(Material for this exercise)

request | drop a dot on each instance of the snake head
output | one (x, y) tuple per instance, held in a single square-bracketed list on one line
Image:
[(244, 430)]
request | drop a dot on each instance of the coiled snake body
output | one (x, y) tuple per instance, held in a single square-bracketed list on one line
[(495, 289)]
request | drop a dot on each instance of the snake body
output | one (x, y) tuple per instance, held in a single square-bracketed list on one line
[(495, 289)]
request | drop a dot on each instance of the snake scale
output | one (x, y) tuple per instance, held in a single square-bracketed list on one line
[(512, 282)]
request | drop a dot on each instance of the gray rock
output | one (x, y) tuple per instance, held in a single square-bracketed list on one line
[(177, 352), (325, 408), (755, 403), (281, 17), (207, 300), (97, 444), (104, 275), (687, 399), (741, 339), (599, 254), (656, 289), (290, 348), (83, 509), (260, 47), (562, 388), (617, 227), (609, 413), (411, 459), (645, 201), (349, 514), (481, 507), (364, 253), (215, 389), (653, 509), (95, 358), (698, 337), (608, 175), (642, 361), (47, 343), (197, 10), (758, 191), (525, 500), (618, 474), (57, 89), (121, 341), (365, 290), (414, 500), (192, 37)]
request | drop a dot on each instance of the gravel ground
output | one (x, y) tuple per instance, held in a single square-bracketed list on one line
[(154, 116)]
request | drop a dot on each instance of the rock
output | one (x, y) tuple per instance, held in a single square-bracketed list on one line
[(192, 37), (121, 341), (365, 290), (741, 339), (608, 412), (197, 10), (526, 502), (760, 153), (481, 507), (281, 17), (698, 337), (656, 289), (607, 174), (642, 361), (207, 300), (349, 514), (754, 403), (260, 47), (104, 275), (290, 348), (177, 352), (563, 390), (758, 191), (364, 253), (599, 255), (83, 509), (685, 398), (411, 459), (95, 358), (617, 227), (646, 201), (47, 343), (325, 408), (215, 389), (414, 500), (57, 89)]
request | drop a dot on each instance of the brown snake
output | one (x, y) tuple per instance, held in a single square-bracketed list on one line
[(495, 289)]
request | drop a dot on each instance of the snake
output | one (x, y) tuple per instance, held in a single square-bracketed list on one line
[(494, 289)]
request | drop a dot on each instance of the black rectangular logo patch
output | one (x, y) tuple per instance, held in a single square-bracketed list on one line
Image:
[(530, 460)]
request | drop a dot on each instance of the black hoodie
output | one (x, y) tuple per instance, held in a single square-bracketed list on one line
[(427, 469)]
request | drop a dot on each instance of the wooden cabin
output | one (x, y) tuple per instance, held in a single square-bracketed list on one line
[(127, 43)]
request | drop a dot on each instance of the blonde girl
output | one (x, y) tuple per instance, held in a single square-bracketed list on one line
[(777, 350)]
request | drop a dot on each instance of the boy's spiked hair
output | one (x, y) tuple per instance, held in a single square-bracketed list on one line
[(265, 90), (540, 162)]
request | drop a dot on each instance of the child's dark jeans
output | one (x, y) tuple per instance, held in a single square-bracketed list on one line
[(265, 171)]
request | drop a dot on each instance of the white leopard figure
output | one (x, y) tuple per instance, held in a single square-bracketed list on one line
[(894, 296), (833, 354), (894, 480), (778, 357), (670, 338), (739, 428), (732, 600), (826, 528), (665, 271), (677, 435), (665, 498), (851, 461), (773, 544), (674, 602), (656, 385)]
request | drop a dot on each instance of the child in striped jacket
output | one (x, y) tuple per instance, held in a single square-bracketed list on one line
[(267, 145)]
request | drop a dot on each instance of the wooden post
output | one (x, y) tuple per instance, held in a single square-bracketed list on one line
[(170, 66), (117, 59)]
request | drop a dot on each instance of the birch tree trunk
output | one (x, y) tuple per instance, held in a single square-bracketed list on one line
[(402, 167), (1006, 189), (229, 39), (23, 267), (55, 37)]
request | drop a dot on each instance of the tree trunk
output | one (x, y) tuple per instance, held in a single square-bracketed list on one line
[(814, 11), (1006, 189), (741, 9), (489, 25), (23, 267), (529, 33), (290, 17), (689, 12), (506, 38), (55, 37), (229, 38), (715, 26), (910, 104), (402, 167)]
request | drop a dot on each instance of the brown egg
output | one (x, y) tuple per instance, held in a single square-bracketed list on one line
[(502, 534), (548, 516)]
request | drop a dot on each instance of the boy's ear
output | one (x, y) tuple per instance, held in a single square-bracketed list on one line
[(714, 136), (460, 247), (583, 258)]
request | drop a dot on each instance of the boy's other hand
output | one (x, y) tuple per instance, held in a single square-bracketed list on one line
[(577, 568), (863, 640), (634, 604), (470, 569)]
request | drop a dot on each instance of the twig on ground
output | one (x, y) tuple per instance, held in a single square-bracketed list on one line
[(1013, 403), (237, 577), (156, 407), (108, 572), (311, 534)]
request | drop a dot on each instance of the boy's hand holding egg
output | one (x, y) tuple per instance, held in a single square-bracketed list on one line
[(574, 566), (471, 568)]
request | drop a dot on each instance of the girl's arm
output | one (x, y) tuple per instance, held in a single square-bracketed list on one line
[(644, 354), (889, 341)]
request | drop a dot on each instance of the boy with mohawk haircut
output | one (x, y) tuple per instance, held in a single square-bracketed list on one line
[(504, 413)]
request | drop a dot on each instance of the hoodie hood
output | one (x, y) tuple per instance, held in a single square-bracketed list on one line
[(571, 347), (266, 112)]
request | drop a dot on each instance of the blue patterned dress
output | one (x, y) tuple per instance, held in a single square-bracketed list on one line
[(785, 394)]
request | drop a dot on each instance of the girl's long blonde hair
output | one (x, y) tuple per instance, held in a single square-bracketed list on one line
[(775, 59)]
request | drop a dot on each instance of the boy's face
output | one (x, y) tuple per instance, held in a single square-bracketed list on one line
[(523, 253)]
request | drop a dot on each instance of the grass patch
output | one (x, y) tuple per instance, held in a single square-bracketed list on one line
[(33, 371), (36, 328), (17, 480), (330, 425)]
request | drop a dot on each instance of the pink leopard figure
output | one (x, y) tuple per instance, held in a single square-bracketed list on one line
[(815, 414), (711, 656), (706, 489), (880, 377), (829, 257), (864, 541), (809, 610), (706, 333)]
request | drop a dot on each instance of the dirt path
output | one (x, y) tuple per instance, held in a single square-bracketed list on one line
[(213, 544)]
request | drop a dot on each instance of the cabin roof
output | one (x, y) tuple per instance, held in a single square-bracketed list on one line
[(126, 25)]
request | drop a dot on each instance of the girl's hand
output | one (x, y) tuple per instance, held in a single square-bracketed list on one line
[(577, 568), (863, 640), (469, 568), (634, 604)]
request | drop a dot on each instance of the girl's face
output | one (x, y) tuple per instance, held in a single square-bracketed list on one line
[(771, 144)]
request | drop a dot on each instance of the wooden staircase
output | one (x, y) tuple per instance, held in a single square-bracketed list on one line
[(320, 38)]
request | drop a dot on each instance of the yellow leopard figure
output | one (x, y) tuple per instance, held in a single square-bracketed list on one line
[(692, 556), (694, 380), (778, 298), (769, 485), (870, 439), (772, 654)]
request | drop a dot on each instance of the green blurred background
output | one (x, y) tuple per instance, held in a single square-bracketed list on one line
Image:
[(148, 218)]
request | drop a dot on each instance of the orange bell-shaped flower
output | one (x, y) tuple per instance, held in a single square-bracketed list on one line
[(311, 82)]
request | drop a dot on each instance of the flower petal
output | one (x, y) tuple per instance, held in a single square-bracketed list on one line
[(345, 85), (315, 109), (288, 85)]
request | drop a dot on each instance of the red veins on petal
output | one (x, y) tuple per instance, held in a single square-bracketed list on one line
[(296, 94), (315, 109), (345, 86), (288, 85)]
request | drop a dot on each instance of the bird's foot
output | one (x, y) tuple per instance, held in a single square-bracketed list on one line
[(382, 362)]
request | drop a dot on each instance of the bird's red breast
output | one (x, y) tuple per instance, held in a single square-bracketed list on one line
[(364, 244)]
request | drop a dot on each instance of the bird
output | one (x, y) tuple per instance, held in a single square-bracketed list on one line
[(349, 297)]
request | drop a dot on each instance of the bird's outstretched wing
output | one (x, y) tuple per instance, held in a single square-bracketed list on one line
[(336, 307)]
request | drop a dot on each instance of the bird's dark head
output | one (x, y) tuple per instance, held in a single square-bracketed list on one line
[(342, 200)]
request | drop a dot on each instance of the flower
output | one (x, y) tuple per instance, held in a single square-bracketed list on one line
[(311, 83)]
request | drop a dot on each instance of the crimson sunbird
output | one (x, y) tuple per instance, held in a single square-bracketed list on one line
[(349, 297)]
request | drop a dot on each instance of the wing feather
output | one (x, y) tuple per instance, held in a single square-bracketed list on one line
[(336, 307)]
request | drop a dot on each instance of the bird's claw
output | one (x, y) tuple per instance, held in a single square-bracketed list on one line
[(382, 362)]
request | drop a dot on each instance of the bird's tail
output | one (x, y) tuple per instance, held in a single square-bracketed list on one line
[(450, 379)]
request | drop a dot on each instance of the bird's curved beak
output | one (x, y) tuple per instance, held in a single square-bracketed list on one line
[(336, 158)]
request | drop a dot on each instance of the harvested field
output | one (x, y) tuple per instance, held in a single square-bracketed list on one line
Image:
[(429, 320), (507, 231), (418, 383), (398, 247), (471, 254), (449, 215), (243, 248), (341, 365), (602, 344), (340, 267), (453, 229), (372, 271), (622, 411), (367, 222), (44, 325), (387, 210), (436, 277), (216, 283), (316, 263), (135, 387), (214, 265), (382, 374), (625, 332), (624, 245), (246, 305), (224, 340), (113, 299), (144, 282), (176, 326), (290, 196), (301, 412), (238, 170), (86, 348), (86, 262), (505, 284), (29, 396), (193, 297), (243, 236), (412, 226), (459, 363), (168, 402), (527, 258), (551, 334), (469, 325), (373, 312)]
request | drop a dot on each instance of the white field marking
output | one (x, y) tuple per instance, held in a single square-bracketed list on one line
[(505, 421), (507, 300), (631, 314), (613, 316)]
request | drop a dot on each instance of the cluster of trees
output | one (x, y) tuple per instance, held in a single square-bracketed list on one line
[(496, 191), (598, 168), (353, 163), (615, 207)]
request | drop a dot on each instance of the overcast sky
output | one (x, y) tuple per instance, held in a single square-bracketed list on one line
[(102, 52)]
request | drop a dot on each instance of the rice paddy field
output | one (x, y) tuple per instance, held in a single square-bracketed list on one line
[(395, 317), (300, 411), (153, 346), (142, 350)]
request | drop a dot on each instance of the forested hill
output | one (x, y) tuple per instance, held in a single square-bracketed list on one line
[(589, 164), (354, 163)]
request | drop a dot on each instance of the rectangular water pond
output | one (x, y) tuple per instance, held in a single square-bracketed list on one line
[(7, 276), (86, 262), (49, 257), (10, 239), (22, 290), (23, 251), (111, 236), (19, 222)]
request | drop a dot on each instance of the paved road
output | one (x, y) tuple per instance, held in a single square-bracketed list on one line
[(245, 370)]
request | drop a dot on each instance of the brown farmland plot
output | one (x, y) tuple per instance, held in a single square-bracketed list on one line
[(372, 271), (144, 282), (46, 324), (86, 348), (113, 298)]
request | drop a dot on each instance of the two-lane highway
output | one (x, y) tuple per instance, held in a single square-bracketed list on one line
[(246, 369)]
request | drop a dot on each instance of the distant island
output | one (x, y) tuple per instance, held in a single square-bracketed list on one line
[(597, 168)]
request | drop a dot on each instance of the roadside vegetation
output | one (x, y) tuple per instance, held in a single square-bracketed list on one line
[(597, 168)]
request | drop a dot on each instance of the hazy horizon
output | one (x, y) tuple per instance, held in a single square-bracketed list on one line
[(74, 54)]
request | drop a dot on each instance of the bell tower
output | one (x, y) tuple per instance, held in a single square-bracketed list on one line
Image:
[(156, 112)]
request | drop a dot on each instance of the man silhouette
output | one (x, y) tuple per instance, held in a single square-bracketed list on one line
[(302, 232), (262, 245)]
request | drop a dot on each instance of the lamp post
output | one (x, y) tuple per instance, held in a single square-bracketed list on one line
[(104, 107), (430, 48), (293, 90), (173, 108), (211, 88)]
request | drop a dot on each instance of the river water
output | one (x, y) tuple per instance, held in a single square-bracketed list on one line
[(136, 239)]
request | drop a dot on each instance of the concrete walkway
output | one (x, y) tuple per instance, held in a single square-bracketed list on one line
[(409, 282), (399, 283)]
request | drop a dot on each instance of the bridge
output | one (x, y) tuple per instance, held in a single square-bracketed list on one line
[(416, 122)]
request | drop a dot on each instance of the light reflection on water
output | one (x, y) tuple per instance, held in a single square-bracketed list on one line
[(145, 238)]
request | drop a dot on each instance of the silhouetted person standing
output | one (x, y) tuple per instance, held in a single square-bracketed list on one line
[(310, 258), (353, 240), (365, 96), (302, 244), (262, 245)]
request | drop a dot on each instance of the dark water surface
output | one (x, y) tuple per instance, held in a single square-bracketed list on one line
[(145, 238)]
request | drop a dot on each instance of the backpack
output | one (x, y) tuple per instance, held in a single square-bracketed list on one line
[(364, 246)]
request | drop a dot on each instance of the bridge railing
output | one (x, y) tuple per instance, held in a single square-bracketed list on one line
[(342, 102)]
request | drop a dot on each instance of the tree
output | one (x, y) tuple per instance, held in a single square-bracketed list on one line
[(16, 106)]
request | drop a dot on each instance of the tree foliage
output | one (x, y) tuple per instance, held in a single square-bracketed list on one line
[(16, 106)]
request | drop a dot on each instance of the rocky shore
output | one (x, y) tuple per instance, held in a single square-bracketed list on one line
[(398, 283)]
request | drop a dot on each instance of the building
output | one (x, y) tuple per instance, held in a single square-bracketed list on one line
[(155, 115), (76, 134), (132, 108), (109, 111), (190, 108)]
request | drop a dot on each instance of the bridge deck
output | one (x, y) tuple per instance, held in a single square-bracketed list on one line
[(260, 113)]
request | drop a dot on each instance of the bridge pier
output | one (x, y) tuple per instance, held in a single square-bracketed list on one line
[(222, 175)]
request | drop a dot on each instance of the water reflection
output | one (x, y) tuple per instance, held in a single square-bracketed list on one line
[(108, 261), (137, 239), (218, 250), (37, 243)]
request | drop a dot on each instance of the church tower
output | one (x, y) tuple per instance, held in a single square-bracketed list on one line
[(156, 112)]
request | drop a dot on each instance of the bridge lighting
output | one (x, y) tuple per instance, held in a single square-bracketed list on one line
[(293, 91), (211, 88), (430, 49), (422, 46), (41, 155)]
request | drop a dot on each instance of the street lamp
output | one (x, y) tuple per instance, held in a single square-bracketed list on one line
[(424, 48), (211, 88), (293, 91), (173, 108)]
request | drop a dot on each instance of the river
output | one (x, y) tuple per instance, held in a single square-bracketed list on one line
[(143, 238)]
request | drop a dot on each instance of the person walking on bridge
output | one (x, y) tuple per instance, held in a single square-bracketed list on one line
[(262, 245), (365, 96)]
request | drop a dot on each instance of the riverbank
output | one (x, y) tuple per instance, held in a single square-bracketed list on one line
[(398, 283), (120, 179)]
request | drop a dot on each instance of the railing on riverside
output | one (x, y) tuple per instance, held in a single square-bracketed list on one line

(What the task requires)
Using the entries above, return exactly the lines from the line with "with mohawk haircut" to the line with "the girl's hand", counting both of those lines.

(Output)
request | drop a dot on each instance of the boy with mohawk haircut
output | one (x, y) tuple per instance, held in a single square-bracketed list on one line
[(504, 413)]
request | drop a dot on each instance of the hoodie hood
output | one (x, y) tuple per instance, held in a single square-bracketed list on one line
[(571, 347), (266, 112)]
request | drop a dot on each instance of the blue patterned dress
output | one (x, y) tuple per instance, held in a single square-bracketed list on one line
[(785, 394)]
request | drop a dot on each instance of the girl's long blonde hair
output | one (x, y) tuple per instance, held in a single square-bracketed list on one line
[(775, 59)]
request | drop a dot on each instance of the boy's face
output | one (x, y) tuple per instance, held in a single square-bracketed list on one line
[(523, 253)]
request | drop a dot on each instance of the grass patch
output | one (x, y) tuple per instance, held in a single square-bracketed list on one line
[(33, 371), (36, 328), (17, 480), (330, 425)]
request | drop a dot on each instance of the pink leopard figure
output | one (x, y) tuple per instance, held in a single square-bracketed list on one line
[(815, 414), (711, 656), (706, 489), (880, 377), (829, 257), (864, 541), (809, 610), (706, 333)]
request | drop a dot on each instance of the dirt path
output | one (x, y) tuple per instance, held in a single square-bracketed list on one line
[(213, 544)]
request | drop a dot on each instance of the cabin roof
output | one (x, y) tuple per instance, held in a single square-bracketed list on one line
[(126, 25)]
request | drop a dot on each instance of the girl's hand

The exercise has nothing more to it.